» **Exercise objective**: All lines from the one with "Target: camera body" through the final line of the records below must be written out exactly, with no other text.

Items from a data source
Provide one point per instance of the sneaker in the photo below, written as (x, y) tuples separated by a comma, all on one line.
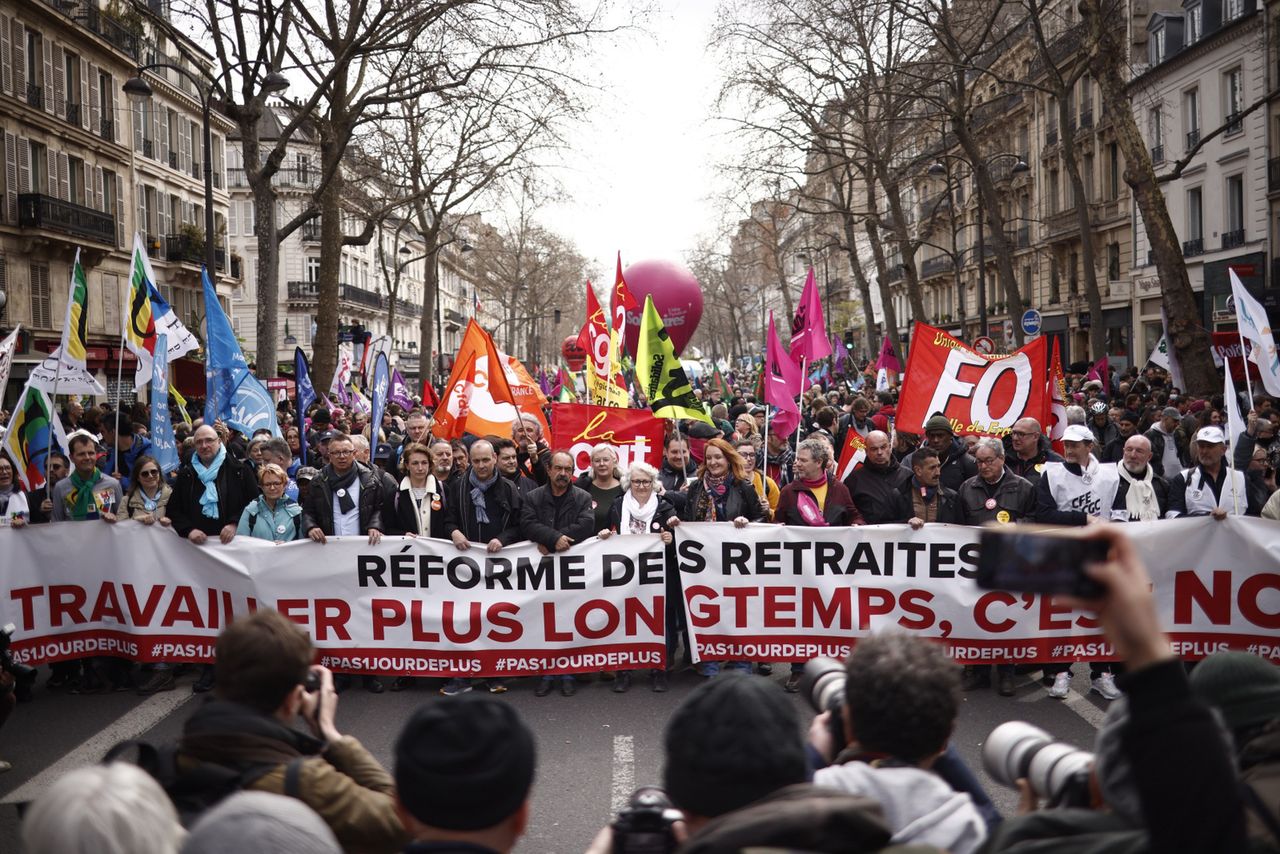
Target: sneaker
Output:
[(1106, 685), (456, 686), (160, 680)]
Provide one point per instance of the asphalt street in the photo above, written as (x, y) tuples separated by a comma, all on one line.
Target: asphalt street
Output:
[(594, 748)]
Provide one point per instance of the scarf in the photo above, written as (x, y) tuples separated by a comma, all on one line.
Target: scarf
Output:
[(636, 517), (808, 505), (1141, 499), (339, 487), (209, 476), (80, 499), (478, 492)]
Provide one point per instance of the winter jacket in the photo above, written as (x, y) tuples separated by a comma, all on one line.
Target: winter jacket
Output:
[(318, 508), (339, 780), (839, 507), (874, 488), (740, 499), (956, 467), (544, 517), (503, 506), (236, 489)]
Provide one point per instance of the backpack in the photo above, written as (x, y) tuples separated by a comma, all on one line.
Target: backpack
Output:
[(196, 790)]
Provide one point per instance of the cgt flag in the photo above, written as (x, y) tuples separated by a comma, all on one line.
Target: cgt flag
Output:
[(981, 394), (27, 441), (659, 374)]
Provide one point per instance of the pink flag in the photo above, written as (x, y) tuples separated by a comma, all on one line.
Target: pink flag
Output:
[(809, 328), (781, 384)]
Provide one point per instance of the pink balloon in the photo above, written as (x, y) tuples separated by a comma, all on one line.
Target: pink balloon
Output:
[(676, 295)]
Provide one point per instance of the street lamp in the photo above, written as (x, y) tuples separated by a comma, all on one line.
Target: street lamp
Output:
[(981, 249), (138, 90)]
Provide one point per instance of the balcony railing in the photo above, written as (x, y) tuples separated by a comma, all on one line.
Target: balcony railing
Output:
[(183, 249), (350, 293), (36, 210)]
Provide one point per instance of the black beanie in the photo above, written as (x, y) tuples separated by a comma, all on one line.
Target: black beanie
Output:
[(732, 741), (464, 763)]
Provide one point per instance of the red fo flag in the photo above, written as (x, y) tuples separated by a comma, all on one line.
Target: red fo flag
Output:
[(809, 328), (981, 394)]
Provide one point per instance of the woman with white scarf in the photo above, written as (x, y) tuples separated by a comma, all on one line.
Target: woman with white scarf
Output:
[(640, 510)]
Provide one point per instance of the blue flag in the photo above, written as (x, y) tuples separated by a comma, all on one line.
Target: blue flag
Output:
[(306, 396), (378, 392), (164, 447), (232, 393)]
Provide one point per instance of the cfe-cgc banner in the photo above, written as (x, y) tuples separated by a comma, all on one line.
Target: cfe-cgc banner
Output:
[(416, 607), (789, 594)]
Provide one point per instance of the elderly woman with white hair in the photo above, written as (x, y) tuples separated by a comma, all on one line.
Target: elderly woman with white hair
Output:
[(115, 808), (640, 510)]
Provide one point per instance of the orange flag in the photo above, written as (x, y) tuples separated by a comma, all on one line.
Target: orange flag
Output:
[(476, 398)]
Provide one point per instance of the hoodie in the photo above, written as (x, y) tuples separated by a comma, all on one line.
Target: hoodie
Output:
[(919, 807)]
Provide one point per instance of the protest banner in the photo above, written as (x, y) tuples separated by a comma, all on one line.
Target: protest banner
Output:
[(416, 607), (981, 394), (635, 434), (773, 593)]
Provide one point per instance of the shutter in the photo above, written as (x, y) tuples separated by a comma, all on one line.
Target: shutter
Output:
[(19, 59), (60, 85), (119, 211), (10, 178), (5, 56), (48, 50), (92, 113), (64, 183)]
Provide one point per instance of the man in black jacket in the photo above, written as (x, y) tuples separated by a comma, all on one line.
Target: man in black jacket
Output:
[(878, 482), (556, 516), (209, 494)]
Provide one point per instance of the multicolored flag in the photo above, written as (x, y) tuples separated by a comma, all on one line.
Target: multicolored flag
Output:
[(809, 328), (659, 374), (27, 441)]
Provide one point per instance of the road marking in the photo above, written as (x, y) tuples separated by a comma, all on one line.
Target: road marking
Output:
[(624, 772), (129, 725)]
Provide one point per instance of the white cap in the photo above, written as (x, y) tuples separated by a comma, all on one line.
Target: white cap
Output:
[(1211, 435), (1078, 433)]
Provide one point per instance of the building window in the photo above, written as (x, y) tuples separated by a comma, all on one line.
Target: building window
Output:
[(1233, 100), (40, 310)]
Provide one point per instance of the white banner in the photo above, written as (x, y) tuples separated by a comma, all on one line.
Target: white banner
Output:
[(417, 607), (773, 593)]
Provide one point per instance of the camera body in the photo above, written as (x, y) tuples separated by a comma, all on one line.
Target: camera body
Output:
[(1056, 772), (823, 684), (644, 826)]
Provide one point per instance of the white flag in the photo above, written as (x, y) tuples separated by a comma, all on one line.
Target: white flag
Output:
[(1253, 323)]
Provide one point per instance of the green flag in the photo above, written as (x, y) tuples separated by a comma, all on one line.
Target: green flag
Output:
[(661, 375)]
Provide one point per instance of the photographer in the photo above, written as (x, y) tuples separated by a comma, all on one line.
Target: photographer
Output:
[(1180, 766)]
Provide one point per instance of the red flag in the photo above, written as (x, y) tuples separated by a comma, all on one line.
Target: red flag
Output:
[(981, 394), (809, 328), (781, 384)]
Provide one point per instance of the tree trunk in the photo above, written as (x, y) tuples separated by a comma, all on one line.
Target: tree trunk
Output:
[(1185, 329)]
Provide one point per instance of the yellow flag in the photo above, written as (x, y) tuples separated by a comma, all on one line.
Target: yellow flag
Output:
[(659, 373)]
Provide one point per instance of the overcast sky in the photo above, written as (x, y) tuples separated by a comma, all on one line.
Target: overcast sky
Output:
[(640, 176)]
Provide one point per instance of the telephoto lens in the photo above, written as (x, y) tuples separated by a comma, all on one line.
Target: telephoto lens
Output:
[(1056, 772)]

» **Completed exercise**:
Target: camera body
Output:
[(1056, 772), (823, 684), (644, 826)]
Provide one point per instance of the white flag in the photo above, written as (x, y) tuples separated by a comma, all on one line.
Target: white flag
Output:
[(1253, 323)]
Provide one point per instance of the green flag in the photo above, written as (x, y) tuples separated by a comma, all on one line.
Target: green flag
Output:
[(661, 375)]
Provide one point per instance of the photographer in the photo above, written as (x, y) tuples separated by a comma, all on one line.
Target: photographer
Output:
[(1180, 766)]
Provide one point per instance of the red flag in the photo above, written as (x, y) tuples separated by a comma, all on one line.
Target: red flag
Output:
[(981, 394), (809, 328), (781, 384)]
Provide one point per instance of the tree trunk in the photo above, written as (x, y) tuples separated by a comma, all on one line.
Target: tree trunk
Output:
[(1185, 329)]
Provide one point per instance of the yellow flag in the photo above, written as (x, y) tuples separated by a comma, all on one line.
Target: yellow flag
Output:
[(659, 373)]
Provide one point per instance of the overcast sky in the photo above, written as (x, y) tuples separated by a comma, all on one line.
Target: overcast sky
Output:
[(640, 176)]
Provide one point per instance of the telephoto lens in the photo above, written as (x, y) tuples separated by a comma, all on one line.
Target: telephoto lens
Output:
[(1056, 772)]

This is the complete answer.